## Information supplied
--------------------------------

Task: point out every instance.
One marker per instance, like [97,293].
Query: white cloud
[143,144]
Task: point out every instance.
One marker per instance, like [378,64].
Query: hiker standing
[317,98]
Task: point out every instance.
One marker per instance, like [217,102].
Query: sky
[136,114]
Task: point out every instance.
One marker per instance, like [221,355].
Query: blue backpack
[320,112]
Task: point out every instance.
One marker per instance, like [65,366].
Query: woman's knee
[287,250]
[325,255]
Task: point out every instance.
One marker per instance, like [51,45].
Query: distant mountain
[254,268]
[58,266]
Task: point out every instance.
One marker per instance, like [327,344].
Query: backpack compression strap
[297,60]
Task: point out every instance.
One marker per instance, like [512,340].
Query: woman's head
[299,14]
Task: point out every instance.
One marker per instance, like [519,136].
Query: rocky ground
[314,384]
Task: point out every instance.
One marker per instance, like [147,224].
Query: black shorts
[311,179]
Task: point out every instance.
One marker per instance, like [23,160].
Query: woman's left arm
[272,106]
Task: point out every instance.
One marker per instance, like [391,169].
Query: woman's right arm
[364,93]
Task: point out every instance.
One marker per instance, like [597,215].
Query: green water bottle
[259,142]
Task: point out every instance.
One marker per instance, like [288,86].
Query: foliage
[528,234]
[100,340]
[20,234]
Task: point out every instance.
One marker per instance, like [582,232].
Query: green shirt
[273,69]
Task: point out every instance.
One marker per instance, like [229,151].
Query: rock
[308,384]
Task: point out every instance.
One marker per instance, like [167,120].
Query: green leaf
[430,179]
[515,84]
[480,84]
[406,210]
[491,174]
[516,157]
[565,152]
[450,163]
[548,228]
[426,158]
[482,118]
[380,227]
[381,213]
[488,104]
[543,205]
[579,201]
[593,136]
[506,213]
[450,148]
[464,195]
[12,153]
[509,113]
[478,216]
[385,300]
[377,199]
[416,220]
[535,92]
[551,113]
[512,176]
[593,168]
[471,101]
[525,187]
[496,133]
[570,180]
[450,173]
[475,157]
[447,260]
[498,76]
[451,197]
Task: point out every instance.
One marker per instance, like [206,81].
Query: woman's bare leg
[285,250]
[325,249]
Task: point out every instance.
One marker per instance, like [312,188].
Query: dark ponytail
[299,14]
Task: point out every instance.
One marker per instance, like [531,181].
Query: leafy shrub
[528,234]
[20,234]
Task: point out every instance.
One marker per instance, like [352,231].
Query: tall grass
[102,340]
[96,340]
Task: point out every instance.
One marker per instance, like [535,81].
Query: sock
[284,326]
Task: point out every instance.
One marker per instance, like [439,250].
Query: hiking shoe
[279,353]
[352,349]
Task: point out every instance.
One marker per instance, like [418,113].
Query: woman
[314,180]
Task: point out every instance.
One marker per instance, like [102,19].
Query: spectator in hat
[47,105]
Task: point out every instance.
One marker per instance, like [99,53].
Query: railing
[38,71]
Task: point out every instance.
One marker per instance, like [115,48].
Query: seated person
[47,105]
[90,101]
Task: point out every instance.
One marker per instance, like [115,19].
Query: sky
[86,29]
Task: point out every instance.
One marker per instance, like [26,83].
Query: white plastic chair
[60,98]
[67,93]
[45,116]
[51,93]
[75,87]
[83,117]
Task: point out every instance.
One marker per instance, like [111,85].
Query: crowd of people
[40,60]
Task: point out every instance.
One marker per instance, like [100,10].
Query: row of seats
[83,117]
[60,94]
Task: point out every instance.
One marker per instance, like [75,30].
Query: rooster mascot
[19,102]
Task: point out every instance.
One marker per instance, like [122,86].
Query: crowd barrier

--------------------------------

Type out the full listing again, exactly as given.

## Task answer
Task: point out every instance.
One marker per instance, like [97,293].
Query: white cloud
[143,144]
Task: point out every instance.
One marker per instance, like [378,64].
Query: hiker standing
[317,98]
Task: point out every instance.
One marker per instance, like [217,102].
Query: sky
[136,114]
Task: point out every instance.
One marker per instance, like [221,355].
Query: blue backpack
[320,112]
Task: point out every instance.
One marker per instance, like [65,366].
Query: woman's knee
[287,250]
[325,255]
Task: point out every instance.
One marker per instance, like [51,45].
Query: distant mountain
[254,268]
[58,266]
Task: point out every instance.
One marker per instance, like [327,344].
Query: backpack compression strap
[297,60]
Task: point out every instance.
One marker per instance, like [512,340].
Query: woman's head
[299,14]
Task: point out every instance.
One marker per instance, like [519,136].
Query: rocky ground
[314,384]
Task: point out every instance.
One marker per instance, like [147,224].
Query: black shorts
[311,179]
Task: point out every instance.
One marker per instance, like [23,160].
Query: woman's left arm
[272,106]
Task: point out every instance.
One marker per instance, like [391,169].
Query: woman's right arm
[364,93]
Task: point out every instance.
One marker per instance, like [597,215].
Query: green water bottle
[259,142]
Task: point out every instance.
One marker per instance, like [288,86].
Query: foliage
[528,234]
[100,340]
[20,234]
Task: point out every instance.
One marker per instance, like [582,232].
Query: green shirt
[273,69]
Task: point out every instance.
One marker per instance, like [229,151].
Query: rock
[308,384]
Task: point out every instance.
One marker per instance, like [167,120].
Query: green leaf
[430,179]
[515,84]
[480,84]
[406,210]
[491,174]
[516,157]
[565,152]
[450,163]
[548,228]
[426,158]
[482,118]
[380,227]
[381,213]
[488,104]
[543,205]
[579,201]
[593,136]
[506,213]
[450,148]
[464,195]
[12,153]
[509,113]
[478,216]
[385,300]
[377,199]
[416,220]
[535,92]
[551,113]
[512,176]
[593,168]
[471,101]
[525,187]
[496,133]
[570,180]
[450,173]
[475,157]
[447,260]
[498,76]
[451,197]
Task: point out every instance.
One marker per instance, like [206,81].
Query: woman's bare leg
[285,250]
[325,249]
Task: point out every instance.
One marker per instance, like [312,188].
Query: dark ponytail
[299,14]
Task: point out every instance.
One marker per instance, like [531,181].
Query: leafy shrub
[528,234]
[20,234]
Task: point out every instance.
One marker per instance, like [352,231].
Query: tall grass
[102,340]
[96,340]
Task: point out every instance.
One marker per instance, like [535,81].
Query: sock
[284,326]
Task: point out every instance.
One marker per instance, like [439,250].
Query: hiking shoe
[279,353]
[352,349]
Task: point out every instance.
One marker per instance, like [418,113].
Query: woman
[314,180]
Task: point out every instance.
One marker per instance, like [102,19].
Query: spectator in hat
[47,105]
Task: point out every instance.
One marker per instance, like [99,53].
Query: railing
[38,71]
Task: point out every instance.
One marker per instance, like [115,48].
Query: seated person
[47,105]
[90,101]
Task: point out every instance.
One marker per instance, like [115,19].
Query: sky
[86,29]
Task: point out every instance.
One marker per instance, like [26,83].
Query: white plastic chair
[60,98]
[67,93]
[45,116]
[51,93]
[75,87]
[83,117]
Task: point out every instance.
One marker per instance, like [111,85].
Query: crowd of people
[40,60]
Task: point out every instance.
One marker per instance, like [100,10].
Query: row of seats
[83,117]
[60,94]
Task: point out every instance.
One marker per instance, like [75,30].
Query: rooster mascot
[19,102]
Task: point out every instance.
One marker per instance, like [122,86].
Query: crowd barrier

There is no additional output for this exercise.